In the records below, find the line containing "Where can the door", then extract that line and all subsequent lines exactly, leaving out everything else.

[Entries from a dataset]

——————————

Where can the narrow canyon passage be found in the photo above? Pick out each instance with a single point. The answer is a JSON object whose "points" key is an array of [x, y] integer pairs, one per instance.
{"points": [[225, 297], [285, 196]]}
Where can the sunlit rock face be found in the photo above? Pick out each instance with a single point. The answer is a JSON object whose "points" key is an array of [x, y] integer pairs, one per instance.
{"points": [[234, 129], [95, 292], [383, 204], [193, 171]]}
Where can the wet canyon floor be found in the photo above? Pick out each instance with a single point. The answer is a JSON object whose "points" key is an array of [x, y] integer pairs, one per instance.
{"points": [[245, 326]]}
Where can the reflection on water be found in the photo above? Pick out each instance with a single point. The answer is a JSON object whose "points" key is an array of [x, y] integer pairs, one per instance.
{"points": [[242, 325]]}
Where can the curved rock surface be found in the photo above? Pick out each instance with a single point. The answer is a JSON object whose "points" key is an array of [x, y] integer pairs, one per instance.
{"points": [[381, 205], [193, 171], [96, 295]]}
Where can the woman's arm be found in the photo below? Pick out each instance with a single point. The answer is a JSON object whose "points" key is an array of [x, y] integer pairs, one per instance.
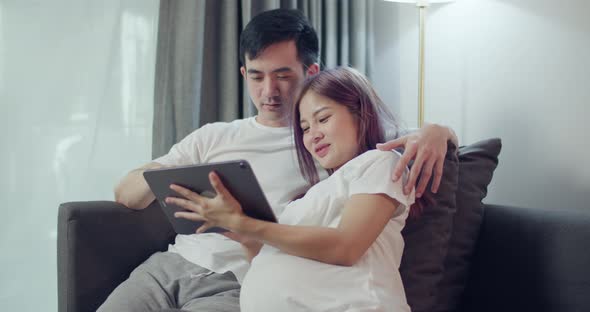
{"points": [[363, 219]]}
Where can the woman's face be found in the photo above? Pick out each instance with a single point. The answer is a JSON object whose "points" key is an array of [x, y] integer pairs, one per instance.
{"points": [[329, 130]]}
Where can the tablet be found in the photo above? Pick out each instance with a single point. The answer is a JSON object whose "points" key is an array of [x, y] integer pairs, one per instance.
{"points": [[237, 176]]}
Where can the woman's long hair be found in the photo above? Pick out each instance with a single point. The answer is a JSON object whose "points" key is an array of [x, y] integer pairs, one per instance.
{"points": [[350, 88]]}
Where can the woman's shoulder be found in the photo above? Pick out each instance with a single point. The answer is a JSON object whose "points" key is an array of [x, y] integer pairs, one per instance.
{"points": [[375, 157]]}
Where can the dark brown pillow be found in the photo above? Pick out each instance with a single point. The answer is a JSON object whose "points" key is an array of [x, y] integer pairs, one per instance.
{"points": [[477, 163], [426, 240]]}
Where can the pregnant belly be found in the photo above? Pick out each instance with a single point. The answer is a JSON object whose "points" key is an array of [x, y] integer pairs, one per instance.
{"points": [[281, 282]]}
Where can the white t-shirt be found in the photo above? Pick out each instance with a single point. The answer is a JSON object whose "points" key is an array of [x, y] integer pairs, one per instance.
{"points": [[278, 281], [271, 154]]}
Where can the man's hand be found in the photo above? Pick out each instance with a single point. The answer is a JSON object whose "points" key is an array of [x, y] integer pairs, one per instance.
{"points": [[428, 147], [223, 210]]}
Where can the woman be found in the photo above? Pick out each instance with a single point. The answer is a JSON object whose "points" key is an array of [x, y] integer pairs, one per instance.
{"points": [[338, 248]]}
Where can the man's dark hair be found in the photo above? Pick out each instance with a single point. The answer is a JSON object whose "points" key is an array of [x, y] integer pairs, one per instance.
{"points": [[275, 26]]}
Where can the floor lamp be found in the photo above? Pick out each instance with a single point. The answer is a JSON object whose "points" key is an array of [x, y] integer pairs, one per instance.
{"points": [[421, 5]]}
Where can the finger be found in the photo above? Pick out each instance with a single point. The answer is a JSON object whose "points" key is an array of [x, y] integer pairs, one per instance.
{"points": [[388, 146], [189, 216], [186, 193], [414, 172], [185, 203], [438, 170], [204, 227], [233, 236], [403, 162], [424, 178], [218, 185]]}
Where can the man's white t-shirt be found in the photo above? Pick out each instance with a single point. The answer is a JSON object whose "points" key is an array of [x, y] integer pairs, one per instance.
{"points": [[271, 154], [277, 281]]}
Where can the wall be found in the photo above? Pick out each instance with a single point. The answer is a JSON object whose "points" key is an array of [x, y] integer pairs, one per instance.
{"points": [[517, 70], [76, 102]]}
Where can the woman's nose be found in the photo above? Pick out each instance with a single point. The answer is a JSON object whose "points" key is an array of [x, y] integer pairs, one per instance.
{"points": [[316, 134]]}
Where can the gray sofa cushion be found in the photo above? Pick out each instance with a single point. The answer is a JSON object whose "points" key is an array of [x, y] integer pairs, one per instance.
{"points": [[477, 163], [426, 240]]}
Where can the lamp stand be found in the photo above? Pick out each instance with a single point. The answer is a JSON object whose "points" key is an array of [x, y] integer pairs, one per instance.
{"points": [[421, 68]]}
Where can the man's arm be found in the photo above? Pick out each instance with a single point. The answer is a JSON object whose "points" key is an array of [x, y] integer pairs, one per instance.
{"points": [[428, 147], [133, 191]]}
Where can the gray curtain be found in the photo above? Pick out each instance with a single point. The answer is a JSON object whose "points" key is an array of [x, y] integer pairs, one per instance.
{"points": [[197, 64]]}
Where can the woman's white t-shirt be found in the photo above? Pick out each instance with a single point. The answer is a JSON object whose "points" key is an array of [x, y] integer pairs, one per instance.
{"points": [[278, 281]]}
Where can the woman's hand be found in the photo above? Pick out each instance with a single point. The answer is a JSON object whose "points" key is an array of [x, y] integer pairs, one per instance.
{"points": [[223, 210]]}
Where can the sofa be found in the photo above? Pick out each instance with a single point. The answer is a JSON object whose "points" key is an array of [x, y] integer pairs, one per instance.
{"points": [[524, 259]]}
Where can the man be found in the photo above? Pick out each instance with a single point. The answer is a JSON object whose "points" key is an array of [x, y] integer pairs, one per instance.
{"points": [[278, 49]]}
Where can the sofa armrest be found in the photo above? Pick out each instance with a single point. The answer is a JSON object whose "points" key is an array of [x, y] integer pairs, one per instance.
{"points": [[530, 260], [99, 244]]}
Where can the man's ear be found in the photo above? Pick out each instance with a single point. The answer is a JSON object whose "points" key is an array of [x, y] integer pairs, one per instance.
{"points": [[313, 69]]}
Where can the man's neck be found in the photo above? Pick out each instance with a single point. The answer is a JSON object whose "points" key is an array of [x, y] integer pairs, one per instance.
{"points": [[273, 123]]}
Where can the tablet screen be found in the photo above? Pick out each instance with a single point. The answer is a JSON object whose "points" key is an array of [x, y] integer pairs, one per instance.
{"points": [[237, 176]]}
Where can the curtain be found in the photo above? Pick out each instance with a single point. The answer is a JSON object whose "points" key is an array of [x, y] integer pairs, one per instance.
{"points": [[197, 64]]}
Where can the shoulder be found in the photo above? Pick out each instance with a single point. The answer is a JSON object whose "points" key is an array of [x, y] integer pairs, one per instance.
{"points": [[220, 127], [375, 158]]}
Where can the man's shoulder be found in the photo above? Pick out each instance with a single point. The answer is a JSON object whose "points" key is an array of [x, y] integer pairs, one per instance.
{"points": [[222, 126]]}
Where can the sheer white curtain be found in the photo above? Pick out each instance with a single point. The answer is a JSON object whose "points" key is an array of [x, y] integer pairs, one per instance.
{"points": [[76, 107]]}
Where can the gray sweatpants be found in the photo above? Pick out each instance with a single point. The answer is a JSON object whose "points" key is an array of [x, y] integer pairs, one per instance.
{"points": [[167, 281]]}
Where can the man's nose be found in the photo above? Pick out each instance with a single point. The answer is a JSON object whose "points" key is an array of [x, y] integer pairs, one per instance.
{"points": [[270, 88]]}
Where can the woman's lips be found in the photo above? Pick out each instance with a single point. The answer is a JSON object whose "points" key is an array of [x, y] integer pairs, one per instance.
{"points": [[321, 150]]}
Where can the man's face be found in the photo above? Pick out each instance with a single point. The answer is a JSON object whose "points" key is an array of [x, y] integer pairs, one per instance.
{"points": [[273, 80]]}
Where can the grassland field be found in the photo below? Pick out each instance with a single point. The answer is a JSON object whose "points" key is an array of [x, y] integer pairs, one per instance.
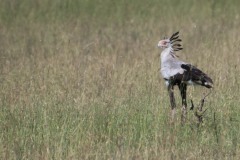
{"points": [[79, 79]]}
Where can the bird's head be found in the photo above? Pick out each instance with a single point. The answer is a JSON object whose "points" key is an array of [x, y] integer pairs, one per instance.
{"points": [[170, 42], [165, 43]]}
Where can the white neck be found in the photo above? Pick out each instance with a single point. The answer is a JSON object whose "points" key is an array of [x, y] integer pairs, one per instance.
{"points": [[166, 55]]}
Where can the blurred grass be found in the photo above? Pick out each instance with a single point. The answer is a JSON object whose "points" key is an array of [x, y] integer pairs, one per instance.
{"points": [[80, 80]]}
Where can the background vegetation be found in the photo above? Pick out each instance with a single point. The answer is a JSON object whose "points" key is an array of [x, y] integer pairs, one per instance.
{"points": [[80, 79]]}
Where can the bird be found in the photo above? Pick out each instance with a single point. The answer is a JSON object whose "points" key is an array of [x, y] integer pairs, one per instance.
{"points": [[179, 73]]}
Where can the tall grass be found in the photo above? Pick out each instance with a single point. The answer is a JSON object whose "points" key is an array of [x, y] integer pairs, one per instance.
{"points": [[80, 79]]}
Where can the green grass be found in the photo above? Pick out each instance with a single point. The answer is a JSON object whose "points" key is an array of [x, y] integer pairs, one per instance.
{"points": [[80, 79]]}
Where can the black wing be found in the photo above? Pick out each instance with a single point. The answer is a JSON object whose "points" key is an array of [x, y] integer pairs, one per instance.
{"points": [[195, 75]]}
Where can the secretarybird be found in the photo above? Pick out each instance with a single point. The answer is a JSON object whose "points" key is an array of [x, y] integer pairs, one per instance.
{"points": [[177, 72]]}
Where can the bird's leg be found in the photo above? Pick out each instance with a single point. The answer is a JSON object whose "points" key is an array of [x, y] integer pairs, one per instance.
{"points": [[172, 101], [183, 90]]}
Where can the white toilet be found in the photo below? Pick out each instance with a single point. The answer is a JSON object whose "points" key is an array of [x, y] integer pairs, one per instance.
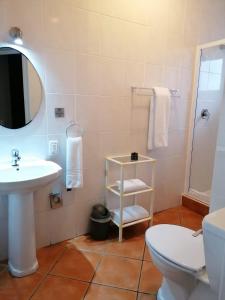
{"points": [[193, 268]]}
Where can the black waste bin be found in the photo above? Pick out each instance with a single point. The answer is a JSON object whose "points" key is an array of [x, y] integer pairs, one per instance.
{"points": [[99, 222]]}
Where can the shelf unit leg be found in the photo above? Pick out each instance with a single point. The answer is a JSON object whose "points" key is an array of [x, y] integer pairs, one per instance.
{"points": [[121, 203], [120, 234]]}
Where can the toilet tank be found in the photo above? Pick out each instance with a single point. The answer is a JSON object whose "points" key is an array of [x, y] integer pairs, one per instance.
{"points": [[214, 246]]}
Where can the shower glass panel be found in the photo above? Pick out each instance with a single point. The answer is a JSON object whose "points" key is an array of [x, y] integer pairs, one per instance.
{"points": [[209, 99]]}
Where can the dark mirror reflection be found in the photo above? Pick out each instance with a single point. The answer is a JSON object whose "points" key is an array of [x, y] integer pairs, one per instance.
{"points": [[20, 89]]}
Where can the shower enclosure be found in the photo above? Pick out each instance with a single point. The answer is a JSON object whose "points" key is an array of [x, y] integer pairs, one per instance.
{"points": [[208, 98]]}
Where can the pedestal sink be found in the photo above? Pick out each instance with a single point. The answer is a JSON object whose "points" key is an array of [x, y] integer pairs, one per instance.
{"points": [[19, 183]]}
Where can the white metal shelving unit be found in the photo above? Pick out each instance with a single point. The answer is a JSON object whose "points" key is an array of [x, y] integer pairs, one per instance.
{"points": [[122, 162]]}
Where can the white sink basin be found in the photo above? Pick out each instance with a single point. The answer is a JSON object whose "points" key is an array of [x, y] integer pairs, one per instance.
{"points": [[30, 175], [19, 182]]}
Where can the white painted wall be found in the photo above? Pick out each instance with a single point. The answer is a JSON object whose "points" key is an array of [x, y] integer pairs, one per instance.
{"points": [[88, 54]]}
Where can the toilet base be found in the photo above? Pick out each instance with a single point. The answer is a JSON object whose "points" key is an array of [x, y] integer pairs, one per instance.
{"points": [[170, 290]]}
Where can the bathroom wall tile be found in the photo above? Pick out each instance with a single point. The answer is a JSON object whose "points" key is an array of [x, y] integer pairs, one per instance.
{"points": [[158, 14], [42, 223], [87, 197], [58, 23], [62, 223], [134, 75], [93, 5], [60, 71], [140, 112], [135, 11], [180, 110], [86, 33], [88, 74], [4, 238], [91, 146], [31, 24], [122, 39], [114, 143], [153, 75], [115, 108], [171, 77], [113, 77], [176, 15]]}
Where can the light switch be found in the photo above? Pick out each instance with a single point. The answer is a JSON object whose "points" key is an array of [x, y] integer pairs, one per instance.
{"points": [[53, 147]]}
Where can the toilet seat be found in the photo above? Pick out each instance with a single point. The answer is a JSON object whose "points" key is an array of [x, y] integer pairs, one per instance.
{"points": [[176, 244]]}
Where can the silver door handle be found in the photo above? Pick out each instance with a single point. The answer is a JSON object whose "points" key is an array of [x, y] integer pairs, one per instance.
{"points": [[205, 114]]}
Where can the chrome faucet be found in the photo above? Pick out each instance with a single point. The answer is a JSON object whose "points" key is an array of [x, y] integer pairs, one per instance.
{"points": [[15, 157]]}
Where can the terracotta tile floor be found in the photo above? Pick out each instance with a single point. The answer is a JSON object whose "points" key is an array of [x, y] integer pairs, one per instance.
{"points": [[85, 269]]}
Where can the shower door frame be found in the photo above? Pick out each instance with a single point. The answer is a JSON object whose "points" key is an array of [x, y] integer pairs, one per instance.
{"points": [[194, 99]]}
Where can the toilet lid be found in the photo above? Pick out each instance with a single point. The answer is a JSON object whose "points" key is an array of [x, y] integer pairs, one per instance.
{"points": [[177, 244]]}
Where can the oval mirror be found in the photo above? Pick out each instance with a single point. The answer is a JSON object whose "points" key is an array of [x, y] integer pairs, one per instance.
{"points": [[20, 89]]}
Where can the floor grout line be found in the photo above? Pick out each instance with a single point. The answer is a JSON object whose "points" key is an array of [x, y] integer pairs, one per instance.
{"points": [[142, 262], [102, 254], [47, 273]]}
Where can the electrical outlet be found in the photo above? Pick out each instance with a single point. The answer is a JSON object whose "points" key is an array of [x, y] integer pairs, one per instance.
{"points": [[55, 200]]}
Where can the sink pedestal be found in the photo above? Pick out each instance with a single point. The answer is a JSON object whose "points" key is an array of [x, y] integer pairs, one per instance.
{"points": [[21, 230]]}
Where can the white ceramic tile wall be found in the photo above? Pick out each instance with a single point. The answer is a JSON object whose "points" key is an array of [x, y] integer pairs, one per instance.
{"points": [[89, 53]]}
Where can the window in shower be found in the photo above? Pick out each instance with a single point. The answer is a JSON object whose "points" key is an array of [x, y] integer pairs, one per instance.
{"points": [[209, 99]]}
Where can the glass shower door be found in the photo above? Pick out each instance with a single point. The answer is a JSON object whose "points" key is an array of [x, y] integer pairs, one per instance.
{"points": [[209, 99]]}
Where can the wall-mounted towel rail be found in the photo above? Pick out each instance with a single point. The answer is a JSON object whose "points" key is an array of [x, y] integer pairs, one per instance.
{"points": [[150, 91], [74, 128]]}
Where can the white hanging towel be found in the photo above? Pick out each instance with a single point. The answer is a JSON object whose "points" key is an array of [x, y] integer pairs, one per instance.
{"points": [[74, 163], [159, 116]]}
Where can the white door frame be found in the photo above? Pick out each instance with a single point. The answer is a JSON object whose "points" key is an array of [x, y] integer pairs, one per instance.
{"points": [[193, 106]]}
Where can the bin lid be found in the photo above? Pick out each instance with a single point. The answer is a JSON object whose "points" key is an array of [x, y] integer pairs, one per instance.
{"points": [[99, 211]]}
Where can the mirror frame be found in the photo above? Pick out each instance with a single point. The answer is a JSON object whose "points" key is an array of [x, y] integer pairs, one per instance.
{"points": [[28, 54]]}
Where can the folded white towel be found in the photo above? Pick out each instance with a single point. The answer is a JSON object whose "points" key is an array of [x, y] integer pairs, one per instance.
{"points": [[130, 214], [159, 116], [131, 185], [74, 163]]}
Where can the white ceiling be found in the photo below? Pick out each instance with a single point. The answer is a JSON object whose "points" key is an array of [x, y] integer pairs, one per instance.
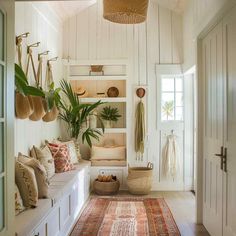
{"points": [[174, 5], [65, 9]]}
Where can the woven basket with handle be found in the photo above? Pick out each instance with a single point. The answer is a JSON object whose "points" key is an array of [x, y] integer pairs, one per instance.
{"points": [[139, 180]]}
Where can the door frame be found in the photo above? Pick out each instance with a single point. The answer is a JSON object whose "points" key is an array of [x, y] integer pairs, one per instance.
{"points": [[200, 105], [9, 102], [187, 184]]}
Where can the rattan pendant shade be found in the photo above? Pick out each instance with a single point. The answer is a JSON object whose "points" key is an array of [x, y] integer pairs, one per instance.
{"points": [[125, 11]]}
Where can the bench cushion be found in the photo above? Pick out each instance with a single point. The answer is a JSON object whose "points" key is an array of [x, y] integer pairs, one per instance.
{"points": [[27, 220]]}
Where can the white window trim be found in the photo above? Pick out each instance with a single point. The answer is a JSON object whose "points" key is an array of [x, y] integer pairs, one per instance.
{"points": [[171, 70]]}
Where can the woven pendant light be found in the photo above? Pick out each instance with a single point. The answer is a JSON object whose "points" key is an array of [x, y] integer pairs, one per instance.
{"points": [[125, 11]]}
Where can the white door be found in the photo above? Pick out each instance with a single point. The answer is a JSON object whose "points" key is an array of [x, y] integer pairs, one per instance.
{"points": [[212, 62], [170, 120], [229, 207]]}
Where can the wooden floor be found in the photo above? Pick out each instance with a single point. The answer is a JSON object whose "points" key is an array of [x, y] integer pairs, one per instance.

——————————

FINAL RESULT:
Where can the door frame be found in the photo above? Pick out each instance with a single point. The answer is a JSON object whose "points" key is an array of [x, y] integer pairs, one per instance.
{"points": [[200, 105], [9, 102], [187, 184]]}
Where can the rattan pendant shade be found in the photo above? Pick out each instance with a single point. The answer is a JSON object whose "points" key is an array of [x, y] integer pairs, one per instance.
{"points": [[125, 11]]}
Where can the bench cushion be found in the photo above? Pick out each instance with a single point. The answer is a JSON object whose "points" key is an array of [x, y] integer pairs, one per instance.
{"points": [[27, 220]]}
Where can the white window trim be found in the photo above? Pick out each instance with a single point. The answer is a JSON object whose "points" key is an array of [x, y] integer pairs, one per instance.
{"points": [[171, 70]]}
Where can the woven pendant light be found in the photo above? Pick out each instance with a single point. The answer is a JSON object whose "points" key is an array of [x, y] integer pairs, one per instance.
{"points": [[125, 11]]}
Where can the white door be found in the photo above? Pick out each instance with a single point. The answer is a JSON object whose "points" key is an array of [x, y] integer pairs, one per instance.
{"points": [[212, 62], [170, 120], [229, 207]]}
Where can the wooden floor be found in the photo above? Pick out each instance with a single point. The answer is a JSON object whose "points" key is an array of [x, y] integer pairs, one per instance.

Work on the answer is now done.